DOCUMENT EXCERPT:
══════════
The canal is designed for ships of 30,000 metric tonnes and lighter. Most new ships weighing more than 60,000 tonnes and tankers weighing above 150,000 tonnes cannot use this canal.

===Costs of project===
Axis Bank Ltd. was appointed "loan arranger" for the project in 2005.Since its inception in 2004, costs have risen to at least ₹4000 crore, interest rates have risen and old loan terms have lapsed. The loan sanctions, valid only up to ₹2400 crore, lapsed. To secure more money, Sethusamudram Corp. Ltd would have to draw up new reports, sit with parliamentary committees and receive fresh approval. The project cost which originally were ₹24700 crore will grow by almost ₹4500 crore, a shipping ministry source said.

===Environmental impact===

The project would disturb the ecological balance and destroy corals and kill marine life. The area is an important fishing ground for Tamil Nadu and the Gulf of Mannar Marine National Park is in the vicinity of the proposed project. Opposition to the canal's planned route has come from local fishermen who are demanding alternative channels, which are available. They say the planned route would destroy marine life and corals and would impact the trade in conch shells that is worth almost ₹150 crore a year. Deposits of thorium, important for nuclear fuel requirements, would also be affected. Opponents also say that the dumping of dredged material from the Palk Strait and the Gulf of Mannar in deeper waters would "endanger those areas, which are rich reserves containing 400 endangered species, including whales, sea turtles, dugongs and dolphins".

Tsunami expert Professor Tad Murty—who advised the Government of India on the tsunami warning system—has said that the planned route may result in increased impact from tsunami waves. He wrote, "During the Indian Ocean tsunami of 26 December 2004, the southern part of Kerala was generally spared from a major tsunami, mainly because the tsunami waves from Sumatra region travelling south of the Sri Lankan island, partially diffracted northward and affected the central part of the Kerala coast. Since the tsunami is a long gravity wave (similar to tides and storm surges) during the diffraction process, the rather wide turn it has to take spared the south Kerala coast. On the other hand, deepening the Sethu Canal might provide a more direct route for the tsunami and this could impact south Kerala."

On 21 April 2010, the Supreme Court of India decided to delay the project until an Environmental impact analysis on the feasibility of a route through Dhanuskodi instead of Rama's Bridge had been carried out.

===Religion===
Opposition to the project came from some Hindu groups that want to preserve Rama’s Bridge as they believe it was created by Rama as described in the ancient epic Ramayana.
══════════
WORK REQUEST 1:
Answer these questions from the canal project text:
(a) Which bank was appointed "loan arranger" for the project in 2005?
(b) How much is the trade in conch shells worth each year?
(c) On what date did the Supreme Court of India decide to delay the project?
WORK REQUEST 2:
Copy the canal project text between "On 21 April" and "been carried out.", inclusive.
WORK REQUEST 3:
Decide whether each statement agrees with the canal project text, and support each answer with the deciding words quoted from it:
(a) The canal is designed for ships of 30,000 metric tonnes and lighter.
(b) The loan sanctions were valid up to ₹4000 crore.
(c) The southern part of Kerala was hit by a major tsunami on 26 December 2004.

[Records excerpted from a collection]
══════════
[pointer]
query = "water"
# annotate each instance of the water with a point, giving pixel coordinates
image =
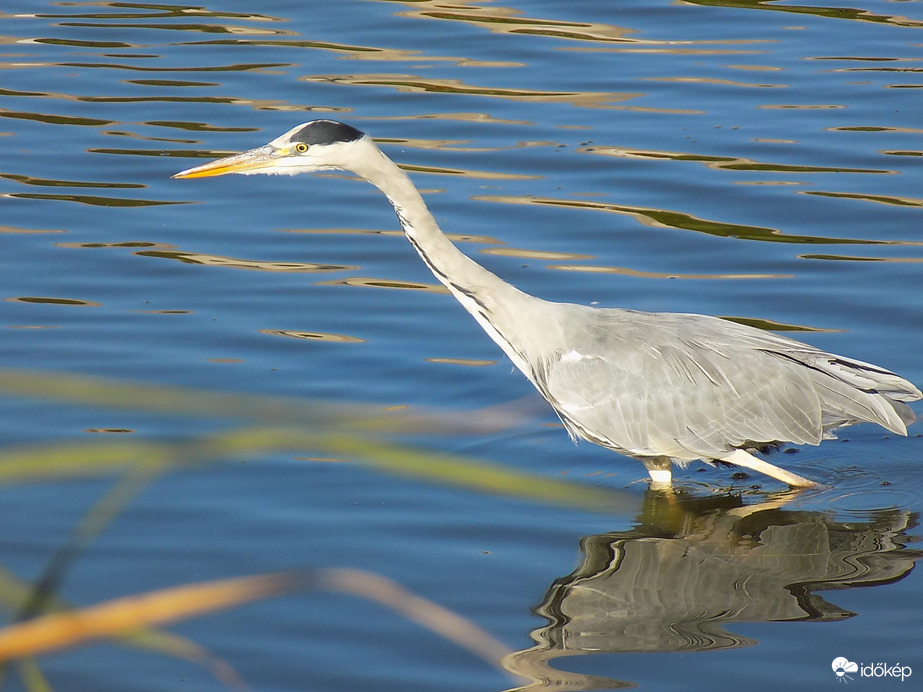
(758, 161)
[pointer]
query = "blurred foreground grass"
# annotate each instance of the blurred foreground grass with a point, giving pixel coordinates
(41, 622)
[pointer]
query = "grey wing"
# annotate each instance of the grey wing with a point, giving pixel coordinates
(691, 386)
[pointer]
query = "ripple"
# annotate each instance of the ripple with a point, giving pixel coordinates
(386, 283)
(236, 263)
(46, 300)
(314, 336)
(665, 218)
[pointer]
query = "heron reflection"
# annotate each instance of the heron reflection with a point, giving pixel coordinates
(692, 568)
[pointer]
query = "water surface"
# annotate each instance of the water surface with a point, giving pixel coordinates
(759, 161)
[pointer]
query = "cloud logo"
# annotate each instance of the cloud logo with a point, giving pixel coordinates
══════════
TASK RESULT 1:
(a) Axis Bank Ltd.
(b) Almost ₹150 crore a year.
(c) 21 April 2010.

TASK RESULT 2:
On 21 April 2010, the Supreme Court of India decided to delay the project until an Environmental impact analysis on the feasibility of a route through Dhanuskodi instead of Rama's Bridge had been carried out.

TASK RESULT 3:
(a) Yes: "The canal is designed for ships of 30,000 metric tonnes and lighter."
(b) No: "The loan sanctions, valid only up to ₹2400 crore, lapsed."
(c) No: "the southern part of Kerala was generally spared from a major tsunami"